_WHAT YOU NEED TO DO:_ Convert all of the data below into a JSON list of strings, one string per line, leaving out any blank lines.

_DATASET EXCERPTS:_
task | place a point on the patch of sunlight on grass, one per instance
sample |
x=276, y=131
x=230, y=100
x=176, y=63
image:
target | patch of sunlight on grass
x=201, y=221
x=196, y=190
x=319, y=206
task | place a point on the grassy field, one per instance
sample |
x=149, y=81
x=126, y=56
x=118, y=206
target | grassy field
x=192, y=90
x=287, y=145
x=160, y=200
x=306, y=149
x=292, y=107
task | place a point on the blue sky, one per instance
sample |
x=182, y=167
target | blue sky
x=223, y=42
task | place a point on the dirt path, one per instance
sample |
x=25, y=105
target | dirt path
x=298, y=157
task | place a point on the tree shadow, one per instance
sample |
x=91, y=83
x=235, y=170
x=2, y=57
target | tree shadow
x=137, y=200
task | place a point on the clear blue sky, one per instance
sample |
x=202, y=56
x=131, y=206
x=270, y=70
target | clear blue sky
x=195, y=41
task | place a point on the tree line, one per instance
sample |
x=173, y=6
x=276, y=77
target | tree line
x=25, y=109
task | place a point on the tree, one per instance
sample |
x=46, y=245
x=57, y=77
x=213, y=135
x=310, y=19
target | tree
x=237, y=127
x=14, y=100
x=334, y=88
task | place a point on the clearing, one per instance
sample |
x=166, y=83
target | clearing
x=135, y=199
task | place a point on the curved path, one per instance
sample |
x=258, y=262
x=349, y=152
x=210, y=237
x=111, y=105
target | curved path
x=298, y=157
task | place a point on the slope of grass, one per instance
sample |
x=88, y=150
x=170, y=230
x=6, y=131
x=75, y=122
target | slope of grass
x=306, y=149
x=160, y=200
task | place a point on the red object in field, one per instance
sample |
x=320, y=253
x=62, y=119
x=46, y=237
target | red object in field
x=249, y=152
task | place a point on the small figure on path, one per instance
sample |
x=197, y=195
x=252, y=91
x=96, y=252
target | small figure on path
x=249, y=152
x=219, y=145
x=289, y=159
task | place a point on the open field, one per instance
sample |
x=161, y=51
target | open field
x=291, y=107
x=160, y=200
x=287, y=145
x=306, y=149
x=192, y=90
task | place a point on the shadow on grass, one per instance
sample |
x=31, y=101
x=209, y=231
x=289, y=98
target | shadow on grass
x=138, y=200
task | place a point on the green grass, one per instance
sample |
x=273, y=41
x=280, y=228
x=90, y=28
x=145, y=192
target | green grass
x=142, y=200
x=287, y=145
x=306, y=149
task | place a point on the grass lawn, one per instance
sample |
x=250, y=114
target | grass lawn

_OUTPUT FOR THIS TASK:_
[
  "task | place a point on the patch of sunlight on grass, one per instance",
  "sample |",
  "x=276, y=131",
  "x=230, y=100",
  "x=176, y=63",
  "image:",
  "target | patch of sunlight on grass",
  "x=201, y=221",
  "x=196, y=190",
  "x=319, y=206",
  "task | place a point on the grassy field, one per instance",
  "sample |",
  "x=149, y=81",
  "x=126, y=56",
  "x=118, y=206",
  "target | grassy field",
  "x=192, y=90",
  "x=287, y=145",
  "x=160, y=200",
  "x=306, y=149",
  "x=292, y=107",
  "task | place a point on the blue sky, one per instance",
  "sample |",
  "x=182, y=167",
  "target | blue sky",
  "x=223, y=42",
  "task | place a point on the dirt path, one per instance",
  "sample |",
  "x=25, y=105",
  "target | dirt path",
  "x=298, y=157",
  "task | place a point on the tree shadow, one per instance",
  "sample |",
  "x=91, y=83",
  "x=235, y=170",
  "x=2, y=57",
  "target | tree shadow",
  "x=137, y=200",
  "task | place a point on the clear blue sky, one per instance",
  "sample |",
  "x=202, y=56",
  "x=131, y=206",
  "x=270, y=70",
  "target | clear blue sky",
  "x=195, y=41",
  "task | place a point on the tree line, one per instance",
  "sample |",
  "x=173, y=6",
  "x=276, y=77",
  "target | tree line",
  "x=25, y=109",
  "task | place a point on the tree, one per instance",
  "sample |",
  "x=46, y=245",
  "x=57, y=77",
  "x=213, y=135",
  "x=310, y=19",
  "target | tree",
  "x=237, y=127",
  "x=14, y=100",
  "x=334, y=88",
  "task | place a point on the clearing, one per instance",
  "sample |",
  "x=166, y=83",
  "target | clearing",
  "x=135, y=199",
  "task | place a point on the curved path, one per instance",
  "sample |",
  "x=258, y=262",
  "x=349, y=152",
  "x=210, y=237",
  "x=111, y=105",
  "target | curved path",
  "x=298, y=157",
  "task | place a point on the slope of grass, one per instance",
  "sample |",
  "x=88, y=150",
  "x=170, y=230",
  "x=6, y=131",
  "x=75, y=122",
  "target | slope of grass",
  "x=306, y=149",
  "x=160, y=200",
  "task | place a point on the red object in field, one per instance",
  "sample |",
  "x=320, y=253",
  "x=62, y=119",
  "x=46, y=237",
  "target | red object in field",
  "x=249, y=152",
  "task | place a point on the small figure on path, one per instance",
  "sample |",
  "x=197, y=195",
  "x=252, y=91",
  "x=96, y=252",
  "target | small figure on path",
  "x=249, y=152",
  "x=219, y=145",
  "x=289, y=159",
  "task | place a point on the open field, one per instance",
  "sample |",
  "x=161, y=51",
  "target | open field",
  "x=291, y=107",
  "x=160, y=200",
  "x=287, y=145",
  "x=306, y=149",
  "x=192, y=90",
  "task | place a point on the shadow on grass, one per instance",
  "sample |",
  "x=31, y=101",
  "x=209, y=231",
  "x=289, y=98",
  "target | shadow on grass",
  "x=138, y=200",
  "task | place a point on the green grass, one per instance",
  "sample |",
  "x=273, y=41",
  "x=280, y=228",
  "x=90, y=28",
  "x=145, y=192",
  "target | green grass",
  "x=142, y=200",
  "x=287, y=145",
  "x=306, y=149",
  "task | place a point on the grass lawn, one per instance",
  "sample |",
  "x=250, y=114",
  "target | grass lawn"
]